• _Exercise description_:
Report how many lines of the material below contain the word "image". Give only the number.

• _Supplied records_:
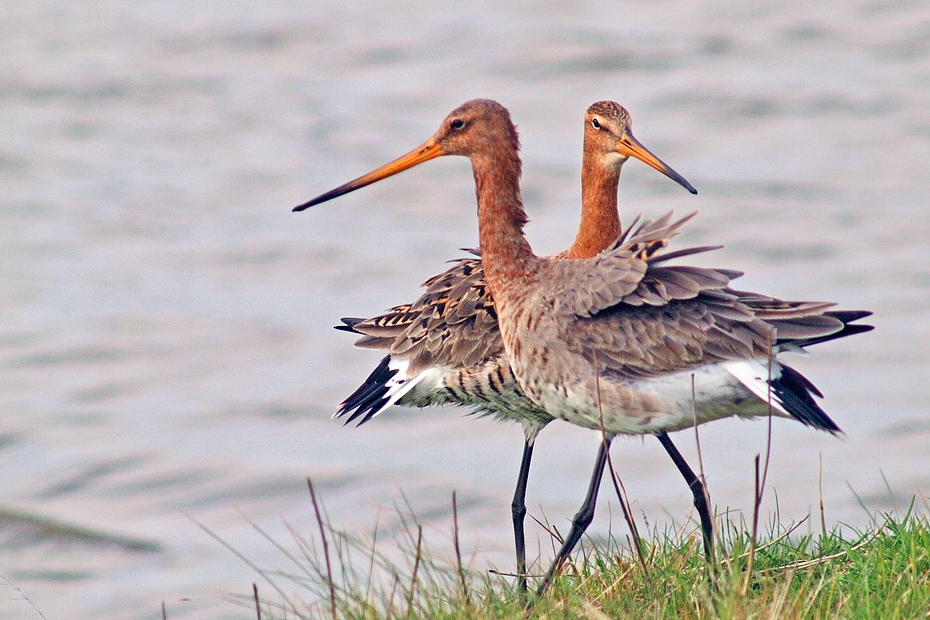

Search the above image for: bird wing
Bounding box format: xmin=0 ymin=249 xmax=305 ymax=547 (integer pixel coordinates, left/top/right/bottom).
* * *
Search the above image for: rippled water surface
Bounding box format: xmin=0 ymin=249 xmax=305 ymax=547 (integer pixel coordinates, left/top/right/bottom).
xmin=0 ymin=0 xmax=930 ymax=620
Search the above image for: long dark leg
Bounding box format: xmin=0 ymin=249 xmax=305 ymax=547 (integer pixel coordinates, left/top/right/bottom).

• _Response below_:
3